Try it: In the entries below, find each line with the word "trash" and pull it out.

Data to examine:

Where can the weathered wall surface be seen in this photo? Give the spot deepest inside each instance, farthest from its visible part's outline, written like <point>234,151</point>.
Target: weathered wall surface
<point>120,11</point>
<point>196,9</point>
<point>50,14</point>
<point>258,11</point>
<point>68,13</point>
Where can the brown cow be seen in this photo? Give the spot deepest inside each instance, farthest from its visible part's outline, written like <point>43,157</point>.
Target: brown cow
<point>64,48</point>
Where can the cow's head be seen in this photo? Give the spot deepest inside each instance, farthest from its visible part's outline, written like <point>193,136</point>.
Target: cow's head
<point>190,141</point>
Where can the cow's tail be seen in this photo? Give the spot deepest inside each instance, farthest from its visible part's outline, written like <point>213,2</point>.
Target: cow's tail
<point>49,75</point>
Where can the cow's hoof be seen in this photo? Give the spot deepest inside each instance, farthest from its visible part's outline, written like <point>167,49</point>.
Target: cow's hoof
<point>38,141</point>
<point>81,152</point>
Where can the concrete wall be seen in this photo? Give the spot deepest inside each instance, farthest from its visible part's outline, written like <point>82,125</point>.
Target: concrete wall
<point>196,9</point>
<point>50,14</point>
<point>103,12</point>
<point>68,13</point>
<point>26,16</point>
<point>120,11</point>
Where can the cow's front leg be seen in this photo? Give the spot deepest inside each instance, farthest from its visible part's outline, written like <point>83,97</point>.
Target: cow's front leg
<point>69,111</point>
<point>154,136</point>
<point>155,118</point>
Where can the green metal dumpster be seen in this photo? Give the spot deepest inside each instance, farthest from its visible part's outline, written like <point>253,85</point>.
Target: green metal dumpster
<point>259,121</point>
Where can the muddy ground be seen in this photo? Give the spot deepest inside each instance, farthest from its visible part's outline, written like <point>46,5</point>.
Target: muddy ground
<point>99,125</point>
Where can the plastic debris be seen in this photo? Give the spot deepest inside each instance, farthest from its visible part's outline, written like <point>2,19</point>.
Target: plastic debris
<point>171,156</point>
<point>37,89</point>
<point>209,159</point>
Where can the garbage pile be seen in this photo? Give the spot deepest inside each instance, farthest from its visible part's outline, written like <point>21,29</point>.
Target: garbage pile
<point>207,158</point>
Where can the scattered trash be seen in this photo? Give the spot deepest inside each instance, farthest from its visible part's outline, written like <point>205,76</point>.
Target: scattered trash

Expected answer:
Where can the scattered trash be seen in this photo? Give the spot deepest inside each instance, farthest from its visible part's outline, written like <point>205,76</point>.
Target: scattered trash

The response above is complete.